10/11/2010, Barriers Remain for Primary Care Treatment of Addicts


It’s a fairly new approach to fighting addiction — not just because it has a novel mechanism of action, but because it can be prescribed by a primary care doctor.

Now that primary care doctors can’t prescribe the opioids that work, they get to prescribe the ones that don’t.

“We have a raging epidemic of addiction, and the most effective treatment is buprenorphine,” said Andrew Kolodny, MD, a psychiatrist who specializes in addiction medicine at Maimonides Medical Center in Brooklyn, N.Y. “How long will [patients] have to suffer before they have better access to this treatment?”

A raging epidemic of addiction?  Seriously?  And why aren’t you concerned about the suffering of chronic pain patients, Mr. Kolodny?  Only worried about drug addicts?

It’s the only partial agonist approved for opioid addiction, but it’s comparable to varenicline (Chantix), a partial agonist for smoking cessation.

Have rarely heard good things about Chantix…

…data from 2009 show that only about 19,000 U.S. physicians are certified to prescribe buprenorphine, and about 640,000 patients are currently receiving treatment.

● Problem 1
Answer these from the buprenorphine text:
(a) At which medical center does Andrew Kolodny specialize in addiction medicine?
(b) Which smoking-cessation drug is buprenorphine compared to?
(c) According to the 2009 data, about how many U.S. physicians are certified to prescribe buprenorphine?
● Problem 2
Carry on the buprenorphine text from its final sentence, keeping its pattern of quoted news passages followed by short remarks.

● Exercise data
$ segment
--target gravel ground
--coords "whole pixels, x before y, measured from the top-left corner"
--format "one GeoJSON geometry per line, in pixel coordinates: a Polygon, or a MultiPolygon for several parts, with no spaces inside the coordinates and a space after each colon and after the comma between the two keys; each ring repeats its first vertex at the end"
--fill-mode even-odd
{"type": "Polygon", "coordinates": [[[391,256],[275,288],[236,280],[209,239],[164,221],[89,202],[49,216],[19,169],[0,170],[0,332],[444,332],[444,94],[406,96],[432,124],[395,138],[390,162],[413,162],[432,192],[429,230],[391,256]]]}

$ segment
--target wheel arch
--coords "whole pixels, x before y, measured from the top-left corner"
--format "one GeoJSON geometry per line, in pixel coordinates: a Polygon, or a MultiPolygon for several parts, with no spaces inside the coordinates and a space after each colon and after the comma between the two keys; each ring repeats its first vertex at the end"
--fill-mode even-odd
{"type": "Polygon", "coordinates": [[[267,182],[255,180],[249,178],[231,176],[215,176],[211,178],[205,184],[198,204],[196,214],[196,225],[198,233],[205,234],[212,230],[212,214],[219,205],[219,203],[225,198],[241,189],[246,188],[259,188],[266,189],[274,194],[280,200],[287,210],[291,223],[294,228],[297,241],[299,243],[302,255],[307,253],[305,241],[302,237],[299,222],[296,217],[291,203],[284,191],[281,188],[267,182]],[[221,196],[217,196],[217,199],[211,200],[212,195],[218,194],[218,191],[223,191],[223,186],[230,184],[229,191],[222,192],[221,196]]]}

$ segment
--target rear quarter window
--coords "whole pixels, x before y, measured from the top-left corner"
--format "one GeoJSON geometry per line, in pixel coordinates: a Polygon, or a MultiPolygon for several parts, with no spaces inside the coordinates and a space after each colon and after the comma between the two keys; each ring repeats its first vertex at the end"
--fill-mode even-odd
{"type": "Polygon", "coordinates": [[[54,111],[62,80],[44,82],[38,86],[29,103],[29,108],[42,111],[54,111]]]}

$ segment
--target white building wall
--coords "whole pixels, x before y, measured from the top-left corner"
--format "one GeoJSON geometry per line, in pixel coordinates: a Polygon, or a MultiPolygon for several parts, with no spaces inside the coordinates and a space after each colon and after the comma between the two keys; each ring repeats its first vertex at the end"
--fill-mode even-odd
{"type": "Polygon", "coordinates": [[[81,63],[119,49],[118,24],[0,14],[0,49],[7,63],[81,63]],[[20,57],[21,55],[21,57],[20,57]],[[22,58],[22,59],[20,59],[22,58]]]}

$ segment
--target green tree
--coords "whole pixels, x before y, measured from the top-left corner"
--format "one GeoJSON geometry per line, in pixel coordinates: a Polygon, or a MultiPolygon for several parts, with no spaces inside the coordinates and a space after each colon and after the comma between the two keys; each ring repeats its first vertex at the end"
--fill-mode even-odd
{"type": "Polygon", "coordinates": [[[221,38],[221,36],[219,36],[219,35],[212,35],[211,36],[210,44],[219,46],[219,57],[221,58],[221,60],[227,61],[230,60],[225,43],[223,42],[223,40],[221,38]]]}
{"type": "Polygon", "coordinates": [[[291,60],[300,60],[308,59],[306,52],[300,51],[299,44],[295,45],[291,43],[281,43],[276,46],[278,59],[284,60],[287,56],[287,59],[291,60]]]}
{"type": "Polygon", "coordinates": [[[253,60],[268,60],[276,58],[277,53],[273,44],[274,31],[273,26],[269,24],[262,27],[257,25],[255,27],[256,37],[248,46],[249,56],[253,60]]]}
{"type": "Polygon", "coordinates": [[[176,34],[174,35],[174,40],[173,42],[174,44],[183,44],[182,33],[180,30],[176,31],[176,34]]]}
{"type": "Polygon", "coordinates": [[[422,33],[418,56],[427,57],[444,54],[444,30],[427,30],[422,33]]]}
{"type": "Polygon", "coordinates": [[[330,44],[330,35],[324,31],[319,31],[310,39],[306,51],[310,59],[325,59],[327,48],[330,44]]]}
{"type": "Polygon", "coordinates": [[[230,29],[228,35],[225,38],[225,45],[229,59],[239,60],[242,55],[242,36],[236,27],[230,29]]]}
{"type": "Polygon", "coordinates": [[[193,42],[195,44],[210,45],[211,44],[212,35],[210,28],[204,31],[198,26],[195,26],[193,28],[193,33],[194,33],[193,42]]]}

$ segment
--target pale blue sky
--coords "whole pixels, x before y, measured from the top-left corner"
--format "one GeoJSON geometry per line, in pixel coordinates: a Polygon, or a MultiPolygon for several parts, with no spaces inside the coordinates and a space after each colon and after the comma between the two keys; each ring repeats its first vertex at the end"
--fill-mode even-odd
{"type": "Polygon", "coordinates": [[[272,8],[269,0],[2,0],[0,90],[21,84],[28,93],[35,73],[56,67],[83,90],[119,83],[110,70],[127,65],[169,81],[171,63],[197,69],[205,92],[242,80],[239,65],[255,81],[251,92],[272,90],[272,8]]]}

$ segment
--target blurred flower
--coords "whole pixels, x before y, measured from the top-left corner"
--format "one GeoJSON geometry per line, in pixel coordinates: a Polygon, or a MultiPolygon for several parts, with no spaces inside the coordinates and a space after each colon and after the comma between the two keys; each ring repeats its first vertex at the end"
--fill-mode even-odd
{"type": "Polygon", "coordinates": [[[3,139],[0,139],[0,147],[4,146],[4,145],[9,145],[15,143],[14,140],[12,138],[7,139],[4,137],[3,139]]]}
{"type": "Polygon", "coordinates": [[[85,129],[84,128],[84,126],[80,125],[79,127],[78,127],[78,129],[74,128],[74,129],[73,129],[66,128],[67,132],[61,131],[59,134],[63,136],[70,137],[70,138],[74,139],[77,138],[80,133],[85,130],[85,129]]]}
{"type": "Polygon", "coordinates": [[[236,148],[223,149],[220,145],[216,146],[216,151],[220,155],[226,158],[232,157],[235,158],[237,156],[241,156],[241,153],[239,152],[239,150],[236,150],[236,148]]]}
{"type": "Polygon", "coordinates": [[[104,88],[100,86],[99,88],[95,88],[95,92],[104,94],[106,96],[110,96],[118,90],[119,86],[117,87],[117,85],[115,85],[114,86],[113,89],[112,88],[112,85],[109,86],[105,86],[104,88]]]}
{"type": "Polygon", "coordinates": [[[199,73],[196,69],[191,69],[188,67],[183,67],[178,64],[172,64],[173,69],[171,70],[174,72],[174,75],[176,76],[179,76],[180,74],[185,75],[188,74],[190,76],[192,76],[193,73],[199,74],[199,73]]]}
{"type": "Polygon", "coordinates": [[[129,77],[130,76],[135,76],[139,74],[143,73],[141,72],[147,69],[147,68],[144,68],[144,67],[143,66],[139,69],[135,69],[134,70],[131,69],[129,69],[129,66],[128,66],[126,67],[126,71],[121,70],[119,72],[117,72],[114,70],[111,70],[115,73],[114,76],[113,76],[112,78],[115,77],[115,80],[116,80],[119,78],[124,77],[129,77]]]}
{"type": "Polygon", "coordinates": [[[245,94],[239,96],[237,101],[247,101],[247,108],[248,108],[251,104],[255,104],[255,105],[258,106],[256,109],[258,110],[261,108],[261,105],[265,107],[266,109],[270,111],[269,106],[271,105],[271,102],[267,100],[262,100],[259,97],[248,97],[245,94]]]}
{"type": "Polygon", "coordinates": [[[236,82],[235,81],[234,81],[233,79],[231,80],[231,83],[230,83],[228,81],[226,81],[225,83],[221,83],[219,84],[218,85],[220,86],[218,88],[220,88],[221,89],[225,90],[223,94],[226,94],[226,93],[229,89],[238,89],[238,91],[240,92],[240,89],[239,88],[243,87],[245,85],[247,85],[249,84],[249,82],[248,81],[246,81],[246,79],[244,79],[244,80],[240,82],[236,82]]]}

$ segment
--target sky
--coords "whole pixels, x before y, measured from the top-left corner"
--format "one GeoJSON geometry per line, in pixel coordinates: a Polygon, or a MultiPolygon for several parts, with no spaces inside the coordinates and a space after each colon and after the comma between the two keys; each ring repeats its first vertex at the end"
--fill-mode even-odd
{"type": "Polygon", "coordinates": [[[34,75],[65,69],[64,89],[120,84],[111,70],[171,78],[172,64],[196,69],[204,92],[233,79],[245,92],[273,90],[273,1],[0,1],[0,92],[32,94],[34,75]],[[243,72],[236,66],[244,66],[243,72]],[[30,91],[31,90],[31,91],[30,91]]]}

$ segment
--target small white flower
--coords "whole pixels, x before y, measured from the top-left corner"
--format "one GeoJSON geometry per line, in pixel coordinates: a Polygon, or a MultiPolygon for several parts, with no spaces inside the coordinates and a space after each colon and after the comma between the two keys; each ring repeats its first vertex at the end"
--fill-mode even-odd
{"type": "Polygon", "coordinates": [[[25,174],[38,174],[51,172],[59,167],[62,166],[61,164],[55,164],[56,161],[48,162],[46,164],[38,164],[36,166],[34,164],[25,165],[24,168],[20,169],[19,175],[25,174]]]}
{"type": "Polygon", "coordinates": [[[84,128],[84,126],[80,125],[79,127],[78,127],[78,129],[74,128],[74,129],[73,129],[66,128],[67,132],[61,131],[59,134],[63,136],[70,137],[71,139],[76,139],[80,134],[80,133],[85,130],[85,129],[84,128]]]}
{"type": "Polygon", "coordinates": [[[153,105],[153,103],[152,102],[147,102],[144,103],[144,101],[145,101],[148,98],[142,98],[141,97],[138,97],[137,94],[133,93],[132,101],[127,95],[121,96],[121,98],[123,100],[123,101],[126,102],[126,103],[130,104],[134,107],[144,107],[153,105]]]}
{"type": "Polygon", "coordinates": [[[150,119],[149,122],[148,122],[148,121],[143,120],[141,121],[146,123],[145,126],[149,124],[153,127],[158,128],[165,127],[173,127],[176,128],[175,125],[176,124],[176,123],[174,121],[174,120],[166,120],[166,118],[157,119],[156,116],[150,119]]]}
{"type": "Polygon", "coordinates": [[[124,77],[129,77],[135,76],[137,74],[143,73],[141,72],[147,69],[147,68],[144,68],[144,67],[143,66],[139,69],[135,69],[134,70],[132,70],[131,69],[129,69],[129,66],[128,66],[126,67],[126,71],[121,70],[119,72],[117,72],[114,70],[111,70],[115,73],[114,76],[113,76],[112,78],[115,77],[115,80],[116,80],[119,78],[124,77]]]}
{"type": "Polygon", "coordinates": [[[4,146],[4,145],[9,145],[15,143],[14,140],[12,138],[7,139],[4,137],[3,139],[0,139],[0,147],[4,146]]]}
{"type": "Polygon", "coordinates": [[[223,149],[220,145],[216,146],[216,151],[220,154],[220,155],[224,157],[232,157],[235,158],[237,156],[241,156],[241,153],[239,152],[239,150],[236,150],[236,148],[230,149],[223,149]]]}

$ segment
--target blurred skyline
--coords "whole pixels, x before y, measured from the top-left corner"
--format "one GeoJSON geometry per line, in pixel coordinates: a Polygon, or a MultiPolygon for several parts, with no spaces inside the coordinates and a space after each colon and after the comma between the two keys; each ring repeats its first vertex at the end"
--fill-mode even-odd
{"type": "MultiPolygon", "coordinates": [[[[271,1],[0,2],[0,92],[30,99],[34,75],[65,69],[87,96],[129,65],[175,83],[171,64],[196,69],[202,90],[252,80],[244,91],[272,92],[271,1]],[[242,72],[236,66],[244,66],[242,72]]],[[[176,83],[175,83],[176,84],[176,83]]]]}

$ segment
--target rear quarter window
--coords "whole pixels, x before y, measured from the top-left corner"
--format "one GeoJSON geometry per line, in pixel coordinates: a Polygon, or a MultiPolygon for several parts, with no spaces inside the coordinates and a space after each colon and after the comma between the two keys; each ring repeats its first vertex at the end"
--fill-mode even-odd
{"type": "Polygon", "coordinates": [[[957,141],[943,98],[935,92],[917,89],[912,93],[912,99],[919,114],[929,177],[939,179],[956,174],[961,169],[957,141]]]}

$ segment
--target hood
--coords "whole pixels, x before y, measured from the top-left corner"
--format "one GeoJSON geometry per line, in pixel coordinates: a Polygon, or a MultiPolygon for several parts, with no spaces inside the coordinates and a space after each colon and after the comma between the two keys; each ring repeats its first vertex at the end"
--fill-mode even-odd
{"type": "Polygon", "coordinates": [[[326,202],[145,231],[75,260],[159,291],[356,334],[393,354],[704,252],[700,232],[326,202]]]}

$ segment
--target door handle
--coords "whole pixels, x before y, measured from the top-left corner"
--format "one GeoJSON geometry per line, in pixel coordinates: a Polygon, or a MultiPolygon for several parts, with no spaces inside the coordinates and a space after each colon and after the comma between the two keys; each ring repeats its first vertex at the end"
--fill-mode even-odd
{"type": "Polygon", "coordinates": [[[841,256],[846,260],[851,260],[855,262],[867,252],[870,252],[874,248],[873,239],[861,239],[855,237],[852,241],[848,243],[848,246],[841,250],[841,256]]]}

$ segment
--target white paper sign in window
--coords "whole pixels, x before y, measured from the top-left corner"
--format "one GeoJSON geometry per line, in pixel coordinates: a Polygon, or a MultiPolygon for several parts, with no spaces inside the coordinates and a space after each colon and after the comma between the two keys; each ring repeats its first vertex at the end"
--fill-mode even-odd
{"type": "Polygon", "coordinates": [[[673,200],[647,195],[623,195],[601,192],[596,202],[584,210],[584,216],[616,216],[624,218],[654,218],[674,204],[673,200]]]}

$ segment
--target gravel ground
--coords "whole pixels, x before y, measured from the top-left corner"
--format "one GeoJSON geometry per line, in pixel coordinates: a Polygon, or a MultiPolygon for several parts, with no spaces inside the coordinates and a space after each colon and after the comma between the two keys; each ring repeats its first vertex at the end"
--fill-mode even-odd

● Written answer 1
(a) Maimonides Medical Center in Brooklyn, N.Y.
(b) Varenicline (Chantix).
(c) About 19,000.

● Written answer 2
Reuter says that was to ensure the safe distribution of the drug. The Drug Addiction Treatment Act (DATA) 2000 marked the first time addiction patients could be treated in a physician’s office. Concerns arose that this would make it easier for substances to be diverted.

Why would being treated at a doctor’s office allow for easier diversion?

Others say the “methadone lobby” had a hand in crafting the regulation. Addiction experts say that buprenorphine is an economic threat to the industry of drug makers and clinics. Mark W. Parrino, president of the American Association for the Treatment of Opioid Disorders (AATOD), which was involved in discussions in Washington on the regulation, called speculations about the methadone lobby an “urban legend.”

There are also concerns about random Drug Enforcement Agency checks that some physicians feel may intimidate guests in the waiting room…

The DEA doesn’t have to be present to intimidate or threaten…

It’s also not covered by all insurers, potentially leaving patients with an out-of-pocket bill in the range of about $350 to $400 per month…

SAMHSA estimates that between two and six million patients in the U.S. abuse opioids, and there’s at least an equivalent number of heroin addicts…

Let’s see, between 2 and 6 million patients… yeah, I’d say you could define that as an “estimate.” And instead of lumping patients who “abuse” opioids with those who suffer from addiction and use illegal heroin, why not make the comparison between, say, white people and black people? No, that’s silly, everyone knows that white people use both opioids and heroin more than black people. How about between people who have access to opioids and those who don’t?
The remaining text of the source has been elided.